[EXTRACT PROVIDED]
--------------------------------------------------
It is an oft repeated gag: elderly relative bursts forth
with some very un PC comment in a room full of people, which probably includes
those who belong to the group being mentioned/ discussed. More often than not, it is their very
presence that has inspired comment. For
example “Oooo look Jenny, there’s a (insert offensive term here).” Shocked at their apparent lack of
embarrassment and self censorship, you desperately try to tell them that they
shouldn’t say such things whilst glancing around to make sure that nobody
overheard. You are conflicted. On the one hand, you know that such words/
phrases are offensive and shouldn’t be said at all, let alone in public. Yet, granny is 86 and such words were not
deemed offensive in her formative years.
When she was growing up gay meant happy rather than homosexual. Words that we now consider racial slurs were
probably nothing more than descriptive terms.
No harm intended. Furthermore,
she’s got this far and lived her life using these words and isn’t liable to
change at this late stage. So does this
mean that we should merely accept it when older people use language that we
deem to be sexist, racist, homophobic etc?
Is age really a valid excuse for saying things that other people may
find offensive?
The reason I ask is because an eighty year old soap star is
currently being slated for saying that victims of sexual abuse are paying for
sins committed in past lives. Not
surprisingly, this has caused outrage, particularly amongst victims of abuse
and organisations that support them.
However, there are those who are leaping to his defence and stating that
he should not be vilified for this abhorrent point of view because of his
age. Call me a social fascist if you
like but I don’t think that age is any excuse, unless of course there are other
underlying medical things going on (such as Alzheimer’s or autism). To me, if a person fully understands what
they are saying and what is going on in the world around them then they are
responsible for their behaviour. This
rule should apply whether the person is eighteen or eighty six. To say that they are simply too old to change
is ridiculous. As humans we never stop
learning and part of the learning process involves adapting to the changing
world around us. It may well be
disconcerting to learn that certain words, customs and beliefs we were brought
up with are redundant or no longer acceptable but that’s life.
--------------------------------------------------
[EXTRACTED ENTRIES]

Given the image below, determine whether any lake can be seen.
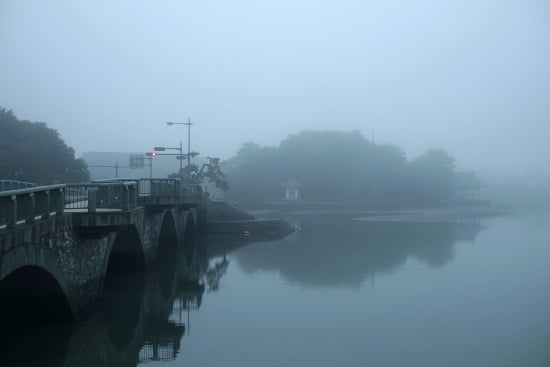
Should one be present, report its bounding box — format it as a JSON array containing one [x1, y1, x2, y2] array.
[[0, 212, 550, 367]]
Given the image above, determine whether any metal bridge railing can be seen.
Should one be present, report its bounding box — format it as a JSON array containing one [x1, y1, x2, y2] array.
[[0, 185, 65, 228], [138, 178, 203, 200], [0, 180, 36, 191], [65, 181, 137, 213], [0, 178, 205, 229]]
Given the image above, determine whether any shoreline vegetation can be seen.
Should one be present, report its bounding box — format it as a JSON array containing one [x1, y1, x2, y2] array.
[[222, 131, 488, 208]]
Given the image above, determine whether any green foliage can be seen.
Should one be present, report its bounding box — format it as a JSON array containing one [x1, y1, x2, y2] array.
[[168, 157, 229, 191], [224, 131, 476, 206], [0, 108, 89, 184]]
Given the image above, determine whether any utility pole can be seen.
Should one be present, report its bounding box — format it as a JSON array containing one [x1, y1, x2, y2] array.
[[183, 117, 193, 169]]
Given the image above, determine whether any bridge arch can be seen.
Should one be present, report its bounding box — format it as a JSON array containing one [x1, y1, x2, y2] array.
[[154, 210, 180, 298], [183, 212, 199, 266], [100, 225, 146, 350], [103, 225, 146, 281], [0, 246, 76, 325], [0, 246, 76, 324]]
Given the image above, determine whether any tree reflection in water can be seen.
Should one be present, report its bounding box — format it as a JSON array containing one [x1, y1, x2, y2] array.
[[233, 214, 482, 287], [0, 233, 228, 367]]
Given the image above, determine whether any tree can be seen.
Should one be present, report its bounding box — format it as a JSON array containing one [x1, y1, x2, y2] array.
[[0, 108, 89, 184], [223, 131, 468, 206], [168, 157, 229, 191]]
--------------------------------------------------
[WORK TO COMPLETE]
Reproduce the passage of the essay on age and offensive language, starting with "It is an oft" and going on through "her formative years.".

[ANSWER FOR THIS EXERCISE]
It is an oft repeated gag: elderly relative bursts forth
with some very un PC comment in a room full of people, which probably includes
those who belong to the group being mentioned/ discussed. More often than not, it is their very
presence that has inspired comment. For
example “Oooo look Jenny, there’s a (insert offensive term here).” Shocked at their apparent lack of
embarrassment and self censorship, you desperately try to tell them that they
shouldn’t say such things whilst glancing around to make sure that nobody
overheard. You are conflicted. On the one hand, you know that such words/
phrases are offensive and shouldn’t be said at all, let alone in public. Yet, granny is 86 and such words were not
deemed offensive in her formative years.